[Detection examples]

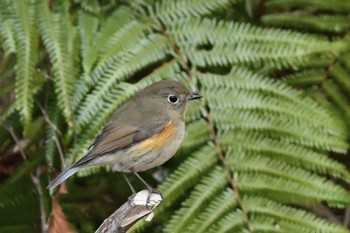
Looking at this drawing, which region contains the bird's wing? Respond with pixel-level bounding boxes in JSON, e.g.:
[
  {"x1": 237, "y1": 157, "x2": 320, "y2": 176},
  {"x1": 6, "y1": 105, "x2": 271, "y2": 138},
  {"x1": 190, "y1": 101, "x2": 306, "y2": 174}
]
[{"x1": 73, "y1": 119, "x2": 170, "y2": 167}]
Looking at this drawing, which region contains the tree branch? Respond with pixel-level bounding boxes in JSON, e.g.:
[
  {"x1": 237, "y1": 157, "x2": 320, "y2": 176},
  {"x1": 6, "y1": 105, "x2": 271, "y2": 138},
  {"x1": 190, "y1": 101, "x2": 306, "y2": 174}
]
[{"x1": 95, "y1": 190, "x2": 163, "y2": 233}]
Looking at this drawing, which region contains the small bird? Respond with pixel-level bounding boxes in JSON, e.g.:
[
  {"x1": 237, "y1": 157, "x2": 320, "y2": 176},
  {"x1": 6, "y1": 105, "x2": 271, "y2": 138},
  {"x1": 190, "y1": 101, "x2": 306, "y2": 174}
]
[{"x1": 48, "y1": 80, "x2": 202, "y2": 192}]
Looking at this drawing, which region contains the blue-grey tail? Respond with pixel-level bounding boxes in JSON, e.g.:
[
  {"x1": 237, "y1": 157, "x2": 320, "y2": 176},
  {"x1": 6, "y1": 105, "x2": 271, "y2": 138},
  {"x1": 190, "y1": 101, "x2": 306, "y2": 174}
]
[{"x1": 47, "y1": 166, "x2": 79, "y2": 191}]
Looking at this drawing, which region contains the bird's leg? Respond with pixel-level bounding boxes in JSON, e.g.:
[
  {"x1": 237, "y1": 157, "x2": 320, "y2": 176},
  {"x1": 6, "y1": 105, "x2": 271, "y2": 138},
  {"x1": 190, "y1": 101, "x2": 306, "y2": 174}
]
[
  {"x1": 123, "y1": 173, "x2": 136, "y2": 194},
  {"x1": 133, "y1": 171, "x2": 163, "y2": 209}
]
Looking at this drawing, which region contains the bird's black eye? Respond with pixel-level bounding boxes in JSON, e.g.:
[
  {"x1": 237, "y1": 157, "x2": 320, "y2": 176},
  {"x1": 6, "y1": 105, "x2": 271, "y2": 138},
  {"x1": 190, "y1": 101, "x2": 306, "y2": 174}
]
[{"x1": 168, "y1": 95, "x2": 179, "y2": 104}]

### Directions
Find every line in the records above that contains the string "pixel" and copy each one in full.

### Result of this task
Looking at this drawing, which region contains the bird's wing? Respond with pixel-level bounding boxes in JSON, e.g.:
Looking at this drawing, which region contains the tree branch? Respond with pixel-level bounding boxes in JSON, e.g.:
Looking at this drawing, which region contains the small bird? Respond with pixel-level bounding boxes in JSON, e.g.:
Looking at this drawing, which region contains the blue-grey tail? Respond with pixel-level bounding boxes in JSON, e.g.:
Looking at this drawing, which region contains the bird's leg? Respond with pixel-level bounding boxes in JSON, e.g.:
Looking at this drawing, which region contains the bird's black eye? Respond with pixel-level bounding boxes in JSON, e.g.:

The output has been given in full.